**WORK TO COMPLETE**: All the entries need to be duplicated exactly, with the pictures omitted.

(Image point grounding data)
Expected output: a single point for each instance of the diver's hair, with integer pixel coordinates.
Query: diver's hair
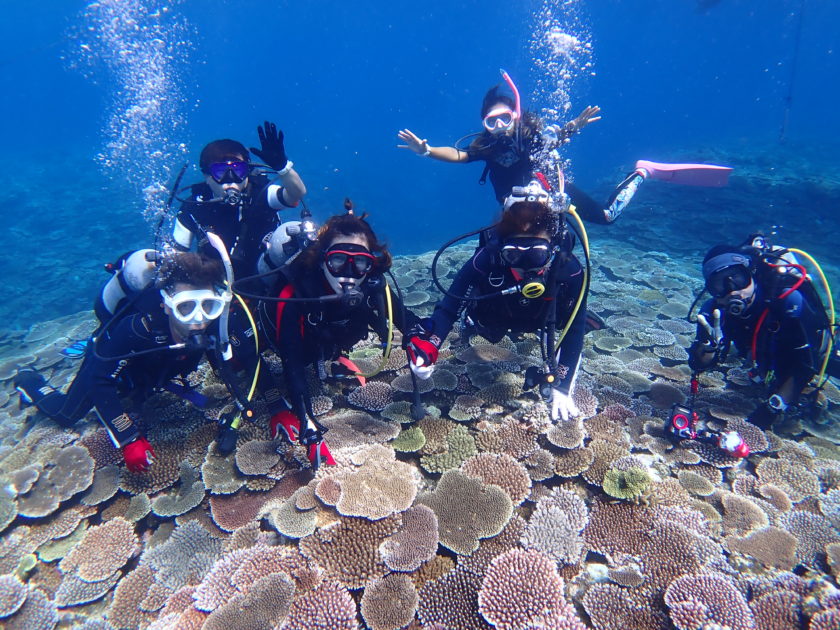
(494, 96)
(346, 225)
(526, 217)
(190, 268)
(222, 151)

**OUTPUT OF THE TASK**:
Expected output: a single point for each instance of the diver's hair, with integer pixel coordinates.
Query: diver's hair
(494, 96)
(346, 225)
(526, 217)
(190, 268)
(222, 151)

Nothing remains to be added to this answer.